• [Exercise materials]:
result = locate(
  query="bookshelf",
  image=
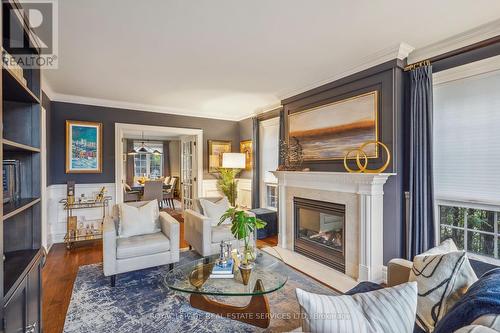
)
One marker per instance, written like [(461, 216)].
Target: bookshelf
[(21, 230)]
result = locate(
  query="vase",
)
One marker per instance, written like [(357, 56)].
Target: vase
[(249, 249), (245, 271)]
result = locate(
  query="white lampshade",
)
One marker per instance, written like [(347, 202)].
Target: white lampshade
[(233, 160)]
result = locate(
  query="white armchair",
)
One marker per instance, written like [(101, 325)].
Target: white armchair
[(122, 255), (202, 233)]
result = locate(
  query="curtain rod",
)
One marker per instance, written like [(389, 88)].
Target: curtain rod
[(453, 53)]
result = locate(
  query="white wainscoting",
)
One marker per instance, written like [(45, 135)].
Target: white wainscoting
[(244, 191), (57, 215)]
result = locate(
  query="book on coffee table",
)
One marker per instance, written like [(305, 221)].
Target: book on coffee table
[(223, 271)]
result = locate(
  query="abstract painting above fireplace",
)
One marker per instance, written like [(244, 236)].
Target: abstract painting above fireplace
[(320, 231)]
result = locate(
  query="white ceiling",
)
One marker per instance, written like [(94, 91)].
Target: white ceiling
[(228, 58)]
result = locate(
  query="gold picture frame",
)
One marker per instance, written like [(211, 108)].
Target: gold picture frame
[(83, 147), (246, 148), (215, 150), (328, 131)]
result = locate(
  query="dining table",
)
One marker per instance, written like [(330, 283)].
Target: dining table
[(140, 187)]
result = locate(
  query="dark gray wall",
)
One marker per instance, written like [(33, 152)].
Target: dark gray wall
[(47, 105), (246, 132), (60, 112), (388, 80)]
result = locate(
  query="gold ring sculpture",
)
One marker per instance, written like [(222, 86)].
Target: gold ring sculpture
[(360, 153)]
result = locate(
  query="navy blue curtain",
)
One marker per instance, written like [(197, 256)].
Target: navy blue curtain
[(256, 165), (422, 227)]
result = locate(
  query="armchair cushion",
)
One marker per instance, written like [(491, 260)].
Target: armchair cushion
[(138, 220), (142, 245), (215, 210), (222, 233)]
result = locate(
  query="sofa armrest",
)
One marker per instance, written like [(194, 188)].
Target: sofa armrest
[(170, 227), (398, 271), (109, 246), (198, 231)]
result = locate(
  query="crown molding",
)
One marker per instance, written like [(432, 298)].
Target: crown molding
[(484, 66), (483, 32), (56, 97), (399, 51)]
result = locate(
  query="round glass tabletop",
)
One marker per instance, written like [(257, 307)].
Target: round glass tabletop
[(194, 277)]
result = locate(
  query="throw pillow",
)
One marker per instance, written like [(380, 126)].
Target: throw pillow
[(215, 210), (389, 310), (443, 275), (139, 220), (479, 306)]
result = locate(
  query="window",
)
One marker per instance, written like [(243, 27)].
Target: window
[(472, 229), (140, 162), (269, 151), (466, 151), (149, 165), (271, 196)]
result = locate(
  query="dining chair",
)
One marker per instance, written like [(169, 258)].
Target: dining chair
[(153, 189)]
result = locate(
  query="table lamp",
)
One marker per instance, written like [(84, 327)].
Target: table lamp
[(232, 164)]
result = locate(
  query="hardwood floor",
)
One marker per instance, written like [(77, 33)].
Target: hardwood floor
[(60, 271), (58, 276)]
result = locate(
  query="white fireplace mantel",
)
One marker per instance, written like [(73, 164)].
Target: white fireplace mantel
[(368, 189)]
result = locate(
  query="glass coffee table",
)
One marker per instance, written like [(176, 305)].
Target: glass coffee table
[(194, 278)]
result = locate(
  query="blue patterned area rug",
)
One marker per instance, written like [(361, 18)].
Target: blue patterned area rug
[(141, 303)]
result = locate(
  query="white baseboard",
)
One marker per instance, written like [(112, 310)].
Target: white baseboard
[(384, 274), (57, 215)]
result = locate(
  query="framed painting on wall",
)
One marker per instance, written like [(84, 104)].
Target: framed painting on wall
[(246, 148), (83, 147), (215, 150), (328, 132)]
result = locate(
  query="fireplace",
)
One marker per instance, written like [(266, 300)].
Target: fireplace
[(320, 231)]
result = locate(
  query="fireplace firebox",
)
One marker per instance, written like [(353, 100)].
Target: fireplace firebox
[(320, 231)]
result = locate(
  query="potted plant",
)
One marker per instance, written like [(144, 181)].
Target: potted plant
[(244, 227)]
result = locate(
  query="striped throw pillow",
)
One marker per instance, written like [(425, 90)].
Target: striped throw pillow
[(443, 275), (389, 310)]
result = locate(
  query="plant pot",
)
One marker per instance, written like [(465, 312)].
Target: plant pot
[(249, 251), (246, 271)]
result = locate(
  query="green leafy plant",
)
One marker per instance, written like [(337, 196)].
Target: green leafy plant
[(227, 183), (243, 226)]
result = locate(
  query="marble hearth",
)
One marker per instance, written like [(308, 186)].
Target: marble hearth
[(361, 194)]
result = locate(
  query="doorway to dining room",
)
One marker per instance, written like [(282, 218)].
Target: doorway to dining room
[(156, 162)]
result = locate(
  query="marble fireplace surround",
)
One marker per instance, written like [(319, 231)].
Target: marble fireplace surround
[(362, 195)]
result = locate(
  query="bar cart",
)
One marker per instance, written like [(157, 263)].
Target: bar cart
[(79, 233)]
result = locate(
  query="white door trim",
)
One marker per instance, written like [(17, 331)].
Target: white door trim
[(120, 128)]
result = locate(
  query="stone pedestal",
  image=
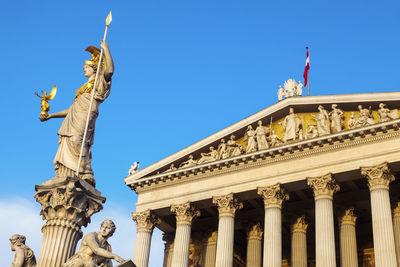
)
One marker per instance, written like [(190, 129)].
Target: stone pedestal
[(168, 249), (379, 178), (67, 205), (396, 230), (299, 242), (254, 239), (273, 198), (184, 216), (210, 249), (348, 241), (145, 222), (227, 207), (324, 187)]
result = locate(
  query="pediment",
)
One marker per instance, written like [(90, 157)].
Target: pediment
[(275, 121)]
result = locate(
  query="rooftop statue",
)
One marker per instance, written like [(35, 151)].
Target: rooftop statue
[(292, 126), (291, 88), (95, 250), (250, 138), (24, 256), (261, 136), (386, 114), (73, 127), (323, 123), (337, 119)]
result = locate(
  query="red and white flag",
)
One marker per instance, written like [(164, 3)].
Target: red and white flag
[(305, 75)]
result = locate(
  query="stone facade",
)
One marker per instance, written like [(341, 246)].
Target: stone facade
[(322, 196)]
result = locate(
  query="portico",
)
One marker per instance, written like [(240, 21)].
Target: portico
[(317, 201)]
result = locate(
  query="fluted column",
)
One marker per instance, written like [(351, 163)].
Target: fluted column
[(210, 249), (67, 205), (254, 239), (184, 216), (348, 240), (273, 196), (396, 230), (227, 207), (324, 187), (379, 178), (168, 248), (145, 222), (299, 242)]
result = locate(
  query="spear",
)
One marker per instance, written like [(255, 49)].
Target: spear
[(108, 21)]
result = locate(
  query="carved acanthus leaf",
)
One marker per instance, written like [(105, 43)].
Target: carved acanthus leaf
[(323, 186), (349, 216), (379, 176), (227, 205), (145, 221), (273, 195), (255, 231), (300, 225), (185, 212)]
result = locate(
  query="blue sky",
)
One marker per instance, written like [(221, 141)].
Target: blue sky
[(183, 70)]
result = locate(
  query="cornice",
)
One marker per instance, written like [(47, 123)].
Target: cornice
[(328, 143)]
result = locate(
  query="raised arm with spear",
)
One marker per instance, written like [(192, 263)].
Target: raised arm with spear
[(77, 130)]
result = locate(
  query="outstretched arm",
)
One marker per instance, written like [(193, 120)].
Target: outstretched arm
[(60, 114), (109, 68), (94, 246)]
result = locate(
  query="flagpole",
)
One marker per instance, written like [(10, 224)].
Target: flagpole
[(108, 21), (308, 73)]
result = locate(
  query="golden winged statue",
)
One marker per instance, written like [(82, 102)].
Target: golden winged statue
[(45, 98)]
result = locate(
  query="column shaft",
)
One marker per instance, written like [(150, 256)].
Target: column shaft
[(272, 237), (396, 230), (224, 257), (253, 258), (60, 238), (324, 233), (142, 248), (379, 177), (384, 247), (180, 256), (324, 187), (299, 249), (348, 246)]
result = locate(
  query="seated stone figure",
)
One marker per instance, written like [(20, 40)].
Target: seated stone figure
[(24, 256), (95, 250)]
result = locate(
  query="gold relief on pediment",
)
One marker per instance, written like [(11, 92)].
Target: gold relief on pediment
[(294, 127)]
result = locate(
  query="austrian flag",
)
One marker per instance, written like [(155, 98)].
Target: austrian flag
[(305, 75)]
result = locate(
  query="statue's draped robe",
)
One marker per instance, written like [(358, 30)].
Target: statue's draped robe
[(291, 125), (86, 257), (73, 127)]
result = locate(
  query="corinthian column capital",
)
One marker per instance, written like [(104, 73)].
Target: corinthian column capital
[(300, 225), (273, 195), (185, 212), (379, 176), (255, 232), (396, 209), (145, 221), (323, 186), (349, 216), (227, 205)]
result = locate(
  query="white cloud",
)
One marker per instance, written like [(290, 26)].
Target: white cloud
[(21, 216)]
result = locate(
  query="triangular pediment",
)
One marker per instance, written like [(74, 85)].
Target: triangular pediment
[(276, 123)]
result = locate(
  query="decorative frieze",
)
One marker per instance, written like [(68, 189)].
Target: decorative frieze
[(300, 225), (273, 195), (349, 216), (323, 186), (185, 213), (379, 176), (255, 232), (145, 221), (227, 205)]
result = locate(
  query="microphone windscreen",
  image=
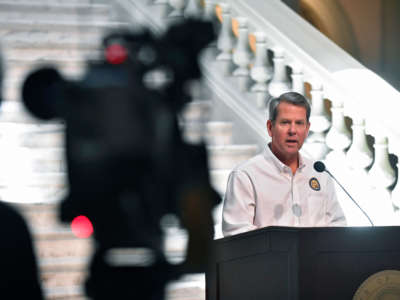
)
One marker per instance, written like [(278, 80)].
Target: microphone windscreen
[(319, 166), (39, 92)]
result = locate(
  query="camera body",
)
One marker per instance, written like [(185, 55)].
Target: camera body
[(127, 163)]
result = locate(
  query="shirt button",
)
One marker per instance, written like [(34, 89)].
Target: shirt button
[(296, 209)]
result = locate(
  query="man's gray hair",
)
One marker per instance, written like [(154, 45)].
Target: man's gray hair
[(291, 98)]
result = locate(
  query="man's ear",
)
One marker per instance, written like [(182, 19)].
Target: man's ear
[(269, 127), (308, 128)]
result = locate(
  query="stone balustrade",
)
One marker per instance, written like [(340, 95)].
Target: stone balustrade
[(264, 49)]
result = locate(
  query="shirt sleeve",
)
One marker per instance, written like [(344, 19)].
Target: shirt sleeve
[(239, 205), (334, 213)]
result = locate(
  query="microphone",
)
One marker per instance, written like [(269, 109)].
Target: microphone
[(319, 166)]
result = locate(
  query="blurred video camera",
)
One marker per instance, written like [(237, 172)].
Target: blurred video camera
[(127, 163)]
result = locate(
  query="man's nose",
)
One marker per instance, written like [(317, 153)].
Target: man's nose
[(292, 129)]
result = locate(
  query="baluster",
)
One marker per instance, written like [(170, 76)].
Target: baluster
[(163, 6), (315, 143), (209, 14), (178, 8), (297, 79), (193, 9), (225, 40), (261, 71), (381, 177), (241, 56), (395, 196), (338, 137), (280, 82), (209, 10), (359, 157), (381, 174)]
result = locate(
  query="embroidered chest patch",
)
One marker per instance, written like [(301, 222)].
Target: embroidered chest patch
[(314, 184)]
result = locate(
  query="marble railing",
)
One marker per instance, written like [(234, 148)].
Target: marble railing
[(265, 49)]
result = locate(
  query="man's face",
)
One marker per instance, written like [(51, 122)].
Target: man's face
[(289, 130)]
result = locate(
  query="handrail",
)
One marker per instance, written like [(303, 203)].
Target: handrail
[(343, 76)]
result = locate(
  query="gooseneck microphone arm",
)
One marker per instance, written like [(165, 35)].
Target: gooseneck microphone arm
[(319, 166)]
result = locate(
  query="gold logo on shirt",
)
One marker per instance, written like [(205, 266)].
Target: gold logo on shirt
[(314, 184)]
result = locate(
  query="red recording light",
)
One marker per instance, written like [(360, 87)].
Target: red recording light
[(82, 227), (116, 54)]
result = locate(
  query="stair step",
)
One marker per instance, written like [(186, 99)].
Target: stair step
[(196, 111), (65, 293), (214, 133), (53, 243), (52, 1), (228, 156), (53, 11), (218, 179), (40, 27), (39, 215), (220, 157), (63, 272), (189, 287)]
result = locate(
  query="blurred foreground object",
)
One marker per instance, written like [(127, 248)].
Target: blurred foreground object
[(128, 166)]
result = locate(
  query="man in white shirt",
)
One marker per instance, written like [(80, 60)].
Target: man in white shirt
[(280, 187)]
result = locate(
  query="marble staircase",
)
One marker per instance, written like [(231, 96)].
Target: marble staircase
[(65, 33)]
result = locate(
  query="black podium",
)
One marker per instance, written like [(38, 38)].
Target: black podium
[(285, 263)]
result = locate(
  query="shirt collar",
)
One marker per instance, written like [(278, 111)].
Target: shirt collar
[(268, 155)]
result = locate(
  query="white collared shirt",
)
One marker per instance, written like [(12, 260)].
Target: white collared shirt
[(264, 192)]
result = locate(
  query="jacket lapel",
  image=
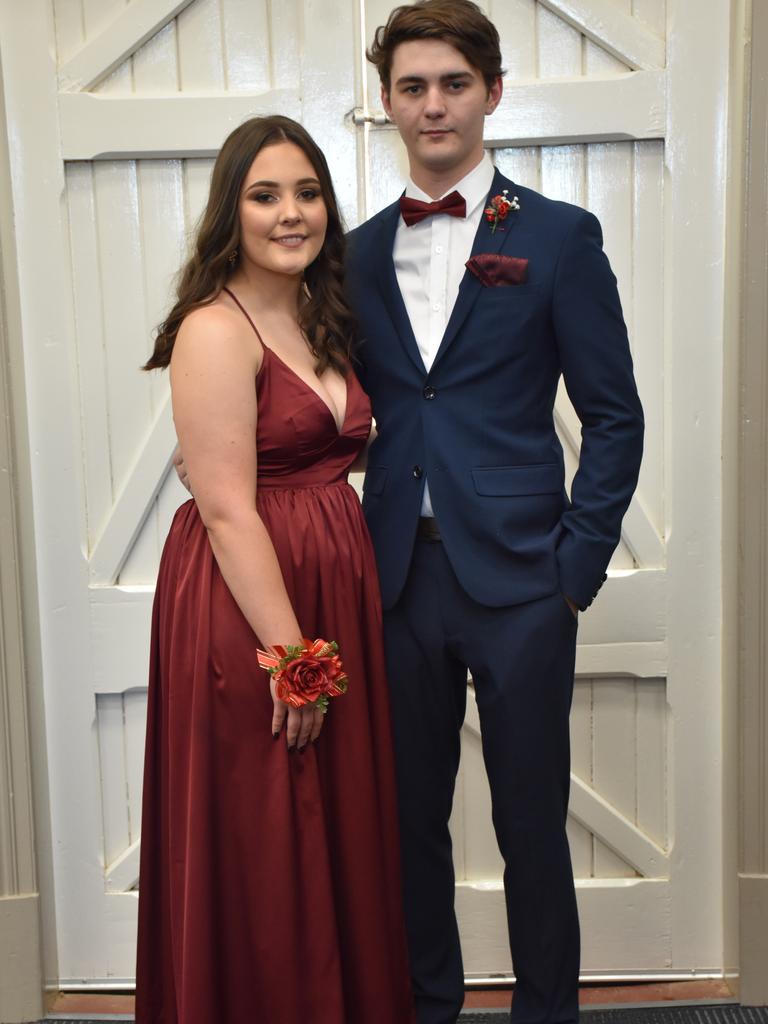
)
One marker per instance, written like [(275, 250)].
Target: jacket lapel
[(386, 280), (486, 241)]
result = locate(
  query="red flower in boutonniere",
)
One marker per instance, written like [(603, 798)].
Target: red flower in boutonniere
[(499, 208)]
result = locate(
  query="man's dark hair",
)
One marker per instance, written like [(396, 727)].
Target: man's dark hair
[(459, 23)]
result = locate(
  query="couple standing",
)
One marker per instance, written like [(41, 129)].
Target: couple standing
[(270, 872)]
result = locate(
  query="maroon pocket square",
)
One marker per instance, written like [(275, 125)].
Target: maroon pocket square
[(494, 270)]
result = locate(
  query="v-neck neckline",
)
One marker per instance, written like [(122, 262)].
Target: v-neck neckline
[(296, 374)]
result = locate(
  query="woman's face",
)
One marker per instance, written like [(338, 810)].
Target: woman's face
[(283, 216)]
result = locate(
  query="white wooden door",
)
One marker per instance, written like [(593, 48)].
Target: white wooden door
[(112, 142)]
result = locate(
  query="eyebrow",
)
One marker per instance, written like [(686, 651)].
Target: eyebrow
[(276, 184), (452, 76)]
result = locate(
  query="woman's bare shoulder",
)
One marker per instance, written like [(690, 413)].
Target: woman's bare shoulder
[(217, 326)]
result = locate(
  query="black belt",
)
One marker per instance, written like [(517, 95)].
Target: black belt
[(428, 528)]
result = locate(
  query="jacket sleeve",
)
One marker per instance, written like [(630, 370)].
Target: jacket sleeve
[(597, 371)]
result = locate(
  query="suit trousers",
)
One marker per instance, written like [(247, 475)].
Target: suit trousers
[(521, 658)]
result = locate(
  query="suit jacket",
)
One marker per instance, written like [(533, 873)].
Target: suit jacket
[(479, 423)]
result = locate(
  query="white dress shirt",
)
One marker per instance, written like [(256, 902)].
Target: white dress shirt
[(429, 260)]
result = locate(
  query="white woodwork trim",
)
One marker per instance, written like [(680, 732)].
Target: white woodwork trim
[(122, 873), (602, 819), (640, 536), (605, 24), (96, 127), (636, 660), (611, 827), (595, 109), (643, 902), (134, 500), (131, 29)]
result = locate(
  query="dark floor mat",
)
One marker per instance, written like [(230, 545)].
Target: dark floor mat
[(692, 1014)]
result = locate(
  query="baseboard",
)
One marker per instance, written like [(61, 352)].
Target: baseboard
[(20, 973), (753, 939)]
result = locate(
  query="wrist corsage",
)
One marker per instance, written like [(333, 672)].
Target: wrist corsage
[(309, 674)]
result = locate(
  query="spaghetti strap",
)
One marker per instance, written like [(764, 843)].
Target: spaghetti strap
[(238, 303)]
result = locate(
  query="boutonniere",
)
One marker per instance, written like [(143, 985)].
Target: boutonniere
[(499, 208)]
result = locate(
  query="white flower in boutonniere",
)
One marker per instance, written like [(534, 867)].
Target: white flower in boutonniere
[(499, 208)]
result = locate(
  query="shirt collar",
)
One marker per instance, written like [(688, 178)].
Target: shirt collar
[(473, 186)]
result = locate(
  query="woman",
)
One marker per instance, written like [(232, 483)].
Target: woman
[(269, 886)]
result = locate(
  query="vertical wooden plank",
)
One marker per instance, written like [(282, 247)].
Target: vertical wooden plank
[(161, 197), (134, 705), (653, 12), (113, 771), (651, 759), (98, 13), (120, 83), (610, 187), (614, 760), (86, 280), (388, 163), (140, 566), (285, 41), (559, 45), (563, 173), (329, 85), (521, 164), (581, 763), (596, 59), (124, 324), (197, 180), (156, 64), (516, 23), (645, 320), (70, 28), (247, 45), (172, 494), (200, 49)]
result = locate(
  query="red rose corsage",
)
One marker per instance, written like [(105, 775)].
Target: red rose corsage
[(499, 208), (309, 674)]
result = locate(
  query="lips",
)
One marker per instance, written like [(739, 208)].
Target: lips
[(290, 241)]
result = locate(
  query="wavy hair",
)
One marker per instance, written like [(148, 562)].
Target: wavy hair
[(325, 317), (460, 23)]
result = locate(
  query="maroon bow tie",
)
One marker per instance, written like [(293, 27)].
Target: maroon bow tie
[(414, 210)]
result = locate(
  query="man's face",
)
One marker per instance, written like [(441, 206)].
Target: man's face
[(438, 102)]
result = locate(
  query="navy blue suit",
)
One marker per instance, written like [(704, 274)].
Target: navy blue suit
[(478, 425)]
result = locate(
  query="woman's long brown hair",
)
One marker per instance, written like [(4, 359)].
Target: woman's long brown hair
[(325, 317)]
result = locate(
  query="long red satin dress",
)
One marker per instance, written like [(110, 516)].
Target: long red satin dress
[(269, 887)]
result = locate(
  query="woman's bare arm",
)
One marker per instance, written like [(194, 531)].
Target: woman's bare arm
[(213, 372)]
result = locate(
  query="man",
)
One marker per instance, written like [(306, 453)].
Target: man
[(482, 557)]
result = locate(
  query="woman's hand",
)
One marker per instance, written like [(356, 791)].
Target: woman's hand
[(302, 724)]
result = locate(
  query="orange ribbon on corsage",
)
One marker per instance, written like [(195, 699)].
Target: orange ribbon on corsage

• [Exercise task]:
Starting at the first line of the entries and ending at the line that contains "[(249, 249), (245, 271)]", with both of those lines included, rewrite each line as an item in a numbered list. Skip any blank lines and leave the pictures out.

• [Answer in full]:
1. result = locate(
2.   query="bookshelf",
3.   image=
4. )
5. One marker per instance, written like [(461, 216)].
6. Target: bookshelf
7. [(21, 230)]
8. result = locate(
9.   query="vase",
10. )
11. One marker per instance, written like [(357, 56)].
12. Target: vase
13. [(249, 249), (245, 271)]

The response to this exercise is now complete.